%%
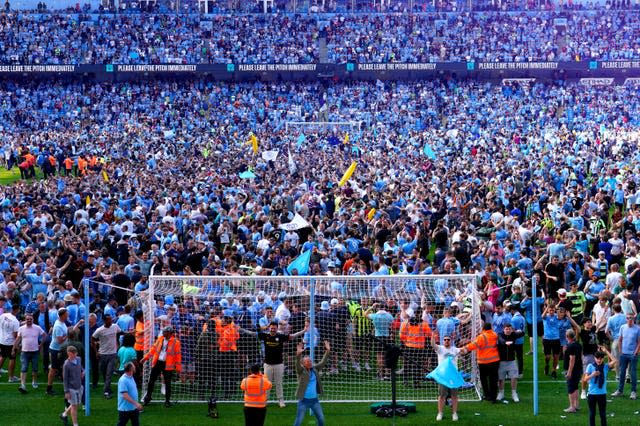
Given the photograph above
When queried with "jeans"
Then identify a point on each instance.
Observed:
(306, 404)
(107, 367)
(601, 402)
(631, 362)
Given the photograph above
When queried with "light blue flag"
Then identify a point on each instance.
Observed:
(447, 375)
(428, 151)
(301, 140)
(301, 263)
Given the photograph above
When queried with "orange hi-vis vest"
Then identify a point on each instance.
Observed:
(414, 336)
(174, 354)
(227, 337)
(139, 345)
(487, 346)
(255, 388)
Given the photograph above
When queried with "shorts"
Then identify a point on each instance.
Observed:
(56, 359)
(29, 357)
(6, 351)
(75, 396)
(381, 342)
(551, 346)
(444, 392)
(573, 383)
(588, 359)
(508, 370)
(530, 329)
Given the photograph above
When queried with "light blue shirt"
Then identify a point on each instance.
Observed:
(127, 384)
(594, 389)
(312, 390)
(630, 337)
(59, 330)
(381, 323)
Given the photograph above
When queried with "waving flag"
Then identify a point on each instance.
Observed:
(347, 174)
(428, 151)
(292, 164)
(301, 263)
(254, 143)
(298, 222)
(447, 374)
(301, 140)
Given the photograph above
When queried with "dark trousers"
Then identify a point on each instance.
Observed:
(125, 416)
(489, 380)
(519, 349)
(254, 416)
(601, 402)
(155, 373)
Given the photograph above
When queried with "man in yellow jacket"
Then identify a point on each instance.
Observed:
(166, 357)
(256, 388)
(486, 345)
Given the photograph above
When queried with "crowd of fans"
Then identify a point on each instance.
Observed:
(444, 37)
(501, 181)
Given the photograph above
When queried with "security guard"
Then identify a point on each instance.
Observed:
(256, 387)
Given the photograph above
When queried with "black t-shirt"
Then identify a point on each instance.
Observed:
(574, 349)
(589, 341)
(273, 347)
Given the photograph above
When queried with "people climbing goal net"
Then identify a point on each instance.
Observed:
(350, 312)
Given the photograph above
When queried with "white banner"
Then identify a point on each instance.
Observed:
(298, 222)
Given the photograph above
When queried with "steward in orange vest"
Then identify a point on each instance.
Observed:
(256, 387)
(488, 358)
(166, 357)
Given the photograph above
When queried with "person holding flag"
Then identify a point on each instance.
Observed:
(447, 361)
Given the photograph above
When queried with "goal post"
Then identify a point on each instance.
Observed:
(355, 371)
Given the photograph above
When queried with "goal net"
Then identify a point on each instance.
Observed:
(341, 314)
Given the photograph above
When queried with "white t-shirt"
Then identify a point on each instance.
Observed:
(29, 336)
(444, 352)
(108, 339)
(9, 325)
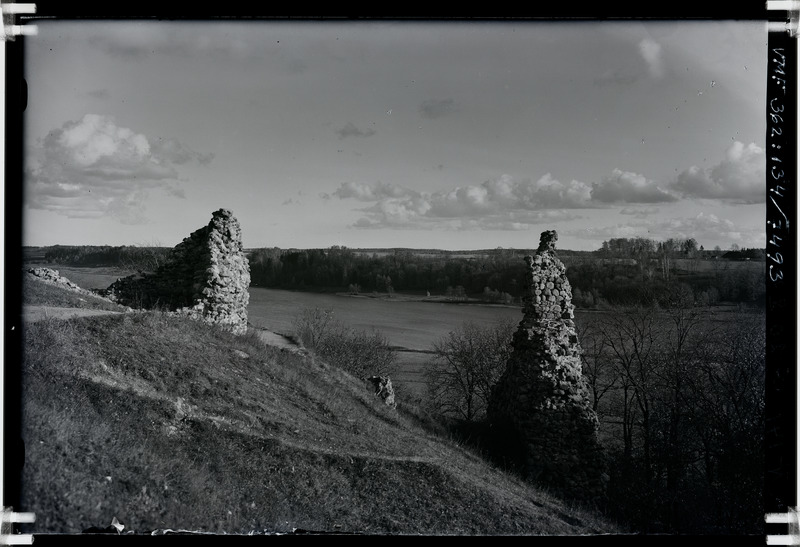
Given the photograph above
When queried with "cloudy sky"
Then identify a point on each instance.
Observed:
(396, 134)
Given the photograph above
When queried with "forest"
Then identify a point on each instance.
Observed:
(623, 271)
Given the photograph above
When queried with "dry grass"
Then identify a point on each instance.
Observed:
(36, 292)
(164, 422)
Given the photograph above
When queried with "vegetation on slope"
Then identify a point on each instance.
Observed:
(163, 422)
(39, 293)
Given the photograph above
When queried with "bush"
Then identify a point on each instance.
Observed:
(469, 361)
(361, 353)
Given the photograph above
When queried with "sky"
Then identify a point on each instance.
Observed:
(451, 135)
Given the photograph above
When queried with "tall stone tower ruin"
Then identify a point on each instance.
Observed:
(540, 406)
(206, 277)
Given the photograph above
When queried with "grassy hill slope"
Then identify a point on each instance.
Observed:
(164, 422)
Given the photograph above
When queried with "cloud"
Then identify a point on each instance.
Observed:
(178, 153)
(627, 187)
(501, 203)
(436, 108)
(92, 168)
(611, 77)
(739, 178)
(639, 213)
(372, 192)
(101, 94)
(650, 50)
(707, 229)
(351, 130)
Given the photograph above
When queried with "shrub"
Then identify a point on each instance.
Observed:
(361, 353)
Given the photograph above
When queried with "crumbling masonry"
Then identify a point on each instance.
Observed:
(205, 277)
(540, 406)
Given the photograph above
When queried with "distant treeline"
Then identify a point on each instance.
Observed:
(623, 271)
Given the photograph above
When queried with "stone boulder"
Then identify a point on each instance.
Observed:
(205, 277)
(540, 408)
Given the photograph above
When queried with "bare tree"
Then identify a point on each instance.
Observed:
(469, 361)
(360, 353)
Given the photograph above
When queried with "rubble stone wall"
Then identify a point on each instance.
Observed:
(542, 400)
(205, 277)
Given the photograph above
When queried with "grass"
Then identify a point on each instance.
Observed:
(36, 292)
(165, 422)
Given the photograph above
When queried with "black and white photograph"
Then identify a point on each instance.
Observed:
(394, 277)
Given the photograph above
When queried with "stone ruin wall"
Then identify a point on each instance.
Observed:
(205, 277)
(541, 401)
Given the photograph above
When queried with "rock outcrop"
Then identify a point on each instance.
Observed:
(383, 389)
(205, 277)
(540, 407)
(54, 277)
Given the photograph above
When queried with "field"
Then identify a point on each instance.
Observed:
(411, 326)
(166, 423)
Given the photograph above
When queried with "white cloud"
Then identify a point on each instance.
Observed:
(627, 187)
(640, 212)
(350, 130)
(706, 228)
(500, 203)
(650, 50)
(739, 178)
(92, 168)
(436, 108)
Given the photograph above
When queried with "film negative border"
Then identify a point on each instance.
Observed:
(788, 21)
(7, 520)
(11, 30)
(780, 485)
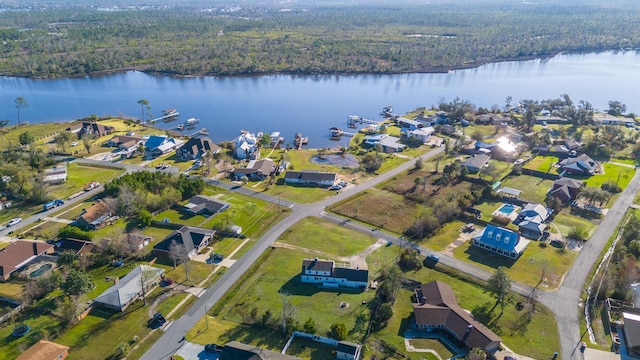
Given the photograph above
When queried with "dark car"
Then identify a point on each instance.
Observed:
(213, 348)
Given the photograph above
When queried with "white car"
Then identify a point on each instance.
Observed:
(14, 221)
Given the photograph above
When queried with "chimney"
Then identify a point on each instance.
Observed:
(466, 333)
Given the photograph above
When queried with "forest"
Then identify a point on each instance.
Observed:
(256, 38)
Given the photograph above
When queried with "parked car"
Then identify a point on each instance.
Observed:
(213, 348)
(14, 222)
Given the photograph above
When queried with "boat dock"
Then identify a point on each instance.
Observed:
(353, 120)
(299, 141)
(169, 117)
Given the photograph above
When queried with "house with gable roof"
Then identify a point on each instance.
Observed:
(193, 238)
(436, 308)
(129, 288)
(500, 241)
(325, 273)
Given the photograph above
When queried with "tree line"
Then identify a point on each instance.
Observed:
(67, 41)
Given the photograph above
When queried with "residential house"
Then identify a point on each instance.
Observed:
(326, 274)
(310, 177)
(389, 143)
(255, 170)
(579, 165)
(566, 189)
(55, 175)
(193, 238)
(476, 163)
(348, 351)
(91, 129)
(531, 220)
(436, 308)
(132, 286)
(17, 255)
(200, 204)
(246, 145)
(95, 216)
(196, 147)
(424, 134)
(234, 350)
(631, 331)
(45, 350)
(76, 246)
(158, 145)
(500, 241)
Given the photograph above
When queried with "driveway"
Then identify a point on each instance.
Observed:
(193, 351)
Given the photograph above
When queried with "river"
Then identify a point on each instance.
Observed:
(312, 104)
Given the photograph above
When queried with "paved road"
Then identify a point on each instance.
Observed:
(169, 342)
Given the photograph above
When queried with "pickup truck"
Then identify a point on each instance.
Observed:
(52, 204)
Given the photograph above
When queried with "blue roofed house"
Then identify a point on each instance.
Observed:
(500, 241)
(532, 219)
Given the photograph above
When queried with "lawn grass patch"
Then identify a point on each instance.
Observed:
(528, 268)
(341, 242)
(533, 188)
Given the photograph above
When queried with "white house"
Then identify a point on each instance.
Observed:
(246, 145)
(326, 274)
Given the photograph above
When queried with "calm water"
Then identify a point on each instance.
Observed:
(312, 104)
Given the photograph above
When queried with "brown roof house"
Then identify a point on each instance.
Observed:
(193, 238)
(45, 350)
(196, 147)
(95, 216)
(19, 254)
(438, 309)
(234, 350)
(199, 204)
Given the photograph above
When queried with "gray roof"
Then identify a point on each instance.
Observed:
(128, 288)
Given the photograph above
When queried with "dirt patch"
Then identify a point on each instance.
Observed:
(346, 161)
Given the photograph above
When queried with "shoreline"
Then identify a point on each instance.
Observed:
(428, 70)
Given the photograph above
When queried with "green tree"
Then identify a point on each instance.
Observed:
(499, 284)
(77, 282)
(339, 331)
(20, 103)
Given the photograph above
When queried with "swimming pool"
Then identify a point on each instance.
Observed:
(506, 209)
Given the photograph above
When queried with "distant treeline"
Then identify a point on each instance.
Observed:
(319, 39)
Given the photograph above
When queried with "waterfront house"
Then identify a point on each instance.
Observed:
(310, 177)
(196, 147)
(500, 241)
(17, 255)
(91, 129)
(45, 350)
(579, 165)
(246, 145)
(436, 308)
(325, 273)
(192, 238)
(200, 204)
(566, 189)
(255, 170)
(531, 220)
(475, 163)
(95, 216)
(130, 288)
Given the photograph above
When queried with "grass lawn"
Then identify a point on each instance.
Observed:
(342, 242)
(444, 236)
(309, 349)
(11, 289)
(41, 326)
(79, 175)
(380, 208)
(176, 215)
(528, 268)
(542, 164)
(533, 188)
(566, 222)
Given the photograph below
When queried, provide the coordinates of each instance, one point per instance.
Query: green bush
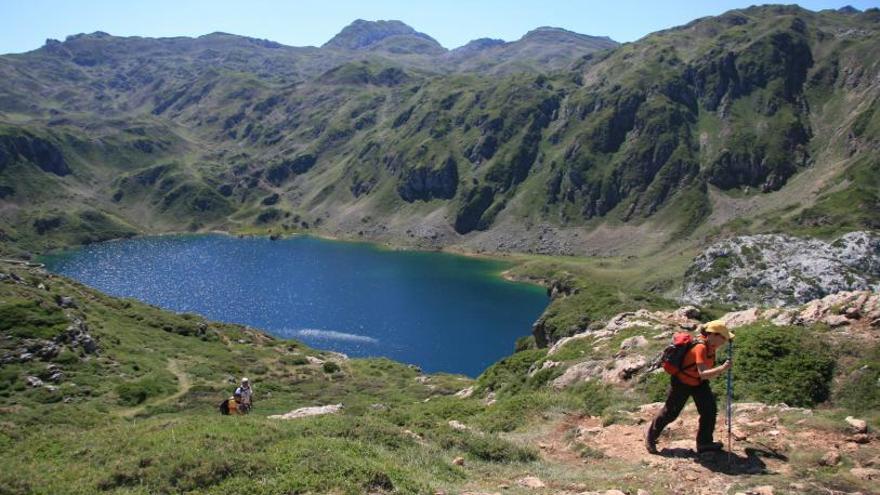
(781, 364)
(594, 397)
(655, 386)
(487, 447)
(29, 319)
(294, 360)
(511, 373)
(860, 390)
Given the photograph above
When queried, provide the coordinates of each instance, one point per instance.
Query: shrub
(781, 364)
(860, 390)
(511, 373)
(294, 360)
(134, 393)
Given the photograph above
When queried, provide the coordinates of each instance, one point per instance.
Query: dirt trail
(184, 383)
(760, 456)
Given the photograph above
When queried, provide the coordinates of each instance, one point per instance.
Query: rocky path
(768, 456)
(184, 383)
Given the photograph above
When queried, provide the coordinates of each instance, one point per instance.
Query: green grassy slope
(138, 413)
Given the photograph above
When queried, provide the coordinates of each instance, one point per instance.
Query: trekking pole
(729, 403)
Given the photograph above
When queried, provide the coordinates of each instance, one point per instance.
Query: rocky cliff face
(782, 270)
(642, 133)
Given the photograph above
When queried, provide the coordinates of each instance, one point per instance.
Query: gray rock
(66, 302)
(782, 270)
(633, 343)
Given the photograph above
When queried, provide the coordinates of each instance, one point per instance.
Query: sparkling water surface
(439, 311)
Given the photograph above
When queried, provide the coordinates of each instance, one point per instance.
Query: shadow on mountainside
(730, 463)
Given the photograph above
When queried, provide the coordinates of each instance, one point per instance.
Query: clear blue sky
(25, 24)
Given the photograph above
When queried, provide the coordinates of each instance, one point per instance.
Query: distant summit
(548, 34)
(478, 45)
(391, 36)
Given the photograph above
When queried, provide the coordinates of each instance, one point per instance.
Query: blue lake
(439, 311)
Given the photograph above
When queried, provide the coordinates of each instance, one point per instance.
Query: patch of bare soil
(763, 445)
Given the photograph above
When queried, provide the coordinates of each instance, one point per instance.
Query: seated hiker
(235, 404)
(692, 380)
(247, 395)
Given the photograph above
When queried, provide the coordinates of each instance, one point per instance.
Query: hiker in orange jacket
(697, 369)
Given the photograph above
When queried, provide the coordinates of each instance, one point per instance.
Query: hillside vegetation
(760, 119)
(106, 395)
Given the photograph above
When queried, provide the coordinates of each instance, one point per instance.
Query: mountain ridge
(656, 138)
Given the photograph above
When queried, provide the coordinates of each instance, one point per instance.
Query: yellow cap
(718, 326)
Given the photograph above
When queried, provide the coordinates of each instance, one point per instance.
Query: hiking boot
(710, 447)
(650, 440)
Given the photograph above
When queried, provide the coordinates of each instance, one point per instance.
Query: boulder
(831, 458)
(740, 318)
(457, 425)
(778, 270)
(534, 369)
(624, 368)
(686, 313)
(857, 425)
(66, 302)
(465, 392)
(633, 343)
(530, 482)
(578, 373)
(866, 474)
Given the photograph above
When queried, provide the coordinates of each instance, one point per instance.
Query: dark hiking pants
(675, 401)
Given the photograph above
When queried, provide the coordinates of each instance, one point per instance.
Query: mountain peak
(362, 34)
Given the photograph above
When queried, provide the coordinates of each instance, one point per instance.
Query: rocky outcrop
(424, 183)
(779, 270)
(36, 150)
(77, 335)
(279, 173)
(836, 310)
(305, 412)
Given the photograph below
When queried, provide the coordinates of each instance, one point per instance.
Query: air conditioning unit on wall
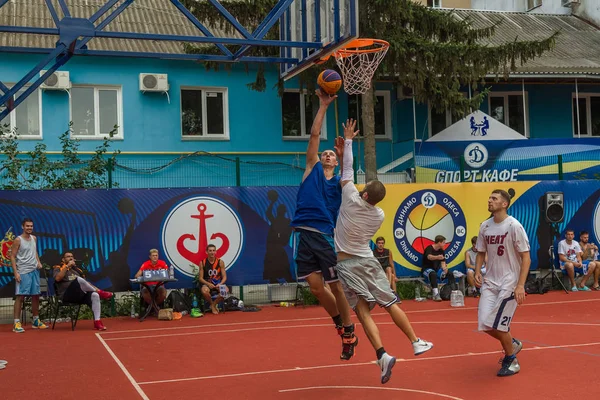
%%
### Your goal
Scan the listing above. Gather each line that contains the word "black".

### Exercise output
When queried with "black t-shirt"
When queried with "black and white photograph"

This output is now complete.